Blocco di testo
********

Nell’ultima
pronuncia, sentenza n.20777 del 22
maggio 2014, la Suprema Corte ha affermato che il dolo, elemento necessario per la configurazione del
suddetto reato, può essere escluso se l'imputato dimostri che le difficoltà finanziarie non siano a lui
imputabili e che le stesse non potessero essere altrimenti fronteggiate con
idonee misure, anche sfavorevoli per il suo patrimonio personale.
Nel
caso di specie, all’amministratore unico di una società era stato contestato il
mancato versamento, entro il termine
previsto per la presentazione della dichiarazione annuale del sostituto di
imposta, delle ritenute del lavoratori risultanti
dalla certificazione rilasciata ai sostituiti per l'ammontare superiore a
50.000,00 € (2).
Il
Tribunale del merito aveva assolto il datore di lavoro, dichiarando che il
fatto ad egli imputato non costituisce reato, in quanto, dall’esame delle prove
acquisite, era emerso che l’omissione del versamento delle ritenute non fosse
riconducibile ad una condotta volontaria
e consapevole.
Il
Procuratore generale presso la Corte di Appello, aveva impugnato tale pronuncia
dinnanzi alla Cassazione, osservando che
il Giudice di primo grado avesse erroneamente ritenuto insussistente l'elemento psicologico
del reato, argomentando che la crisi economica dell'impresa avrebbe, di fatto,
impedito l'adempimento dell'obbligazione tributaria, influendo così sull'effettiva intenzione di
evadere le imposte, senza, tuttavia, considerare che, nel caso di specie, il
dolo fosse generico.

********

Righe
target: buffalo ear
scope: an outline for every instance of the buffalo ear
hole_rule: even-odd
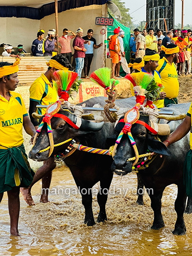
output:
[[[118,134],[115,134],[111,136],[110,136],[110,137],[107,138],[106,143],[110,146],[114,146],[115,144],[115,142],[118,137]]]
[[[161,141],[156,140],[149,134],[147,140],[148,148],[151,152],[161,154],[165,156],[170,156],[171,152]]]
[[[94,136],[95,135],[95,133],[93,132],[86,132],[86,131],[81,131],[80,130],[77,130],[75,132],[73,133],[73,137],[81,137],[82,136],[85,137],[86,136]]]

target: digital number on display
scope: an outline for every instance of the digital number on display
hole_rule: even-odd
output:
[[[96,25],[102,26],[113,26],[114,20],[112,18],[105,18],[103,17],[96,17]]]

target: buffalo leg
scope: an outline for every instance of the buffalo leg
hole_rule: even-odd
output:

********

Scrivi il seguito del testo sulla sentenza della Cassazione relativa al mancato versamento delle ritenute, ripartendo subito dopo la sua ultima frase.

Risultato
In
sostanza, secondo la tesi del ricorrente, per
l'integrazione dell'elemento soggettivo del reato sarebbe sufficiente la semplice consapevolezza di omettere i dovuti
versamenti, senza che nessun rilievo possa essere attribuito alla finalità di eludere gli obblighi
tributari, né, tantomeno, alle critiche condizioni economiche che abbiano
indotto l’azienda ad assolvere altri debiti ritenuti più urgenti.
Investita
della questione, la Suprema Corte ha compiuto innanzitutto un riepilogo dei fatti,
rilevando come, dall'esame testimoniale del funzionario dell'Agenzia delle
Entrate, il Tribunale avesse accertato che la società non aveva provveduto al
versamento, nei termini previsti per la presentazione della dichiarazione
annuale, delle ritenute alla fonte per un ammontare complessivo di 53.318,00 €.
Tra
l’altro, nel momento in cui aveva ricevuto la notifica della relativa cartella
esattoriale, l’azienda aveva già
provveduto a versare 14.000,00 € e
l'imputato, in seguito, era stato ammesso alla rateizzazione dei pagamenti ancora dovuti.
Nel
corso del giudizio del merito, il Consulente Tecnico della difesa aveva
riferito le critiche condizioni della società, piccola agenzia di pubblicità,
che negli anni 2007 - 2008 aveva chiuso gli esercizi con piccole perdite,
risultando in sofferenza di liquidità per il ritardo di alcuni clienti nel
pagamento delle fatture emesse a loro carico.
Tuttavia,
la società aveva ugualmente tentato di onorare tutti i debiti, anche quelli
erariali, e, proprio nel primo semestre 2008, aveva anche provveduto a versare
le ritenute INPS e IRPEF e ad effettuare i versamenti IVA.
Il
Tribunale, inoltre, aveva evidenziato come le ritenute oggetto dell'omesso versamento,
riguardassero essenzialmente tre mensilità del 2007, febbraio e parte di novembre e
dicembre. Le ritenute inerenti
alle altre scadenze del 2007, invece, erano state versate nel rispetto dei termini
di legge o, al massimo, con qualche mese di ritardo.
Tale
contesto aveva indotto il Giudice del primo grado a ritenere credibile la non
volontarietà dell’omissione, anche in considerazione della scarsa entità del
superamento della soglia di rilevanza penale.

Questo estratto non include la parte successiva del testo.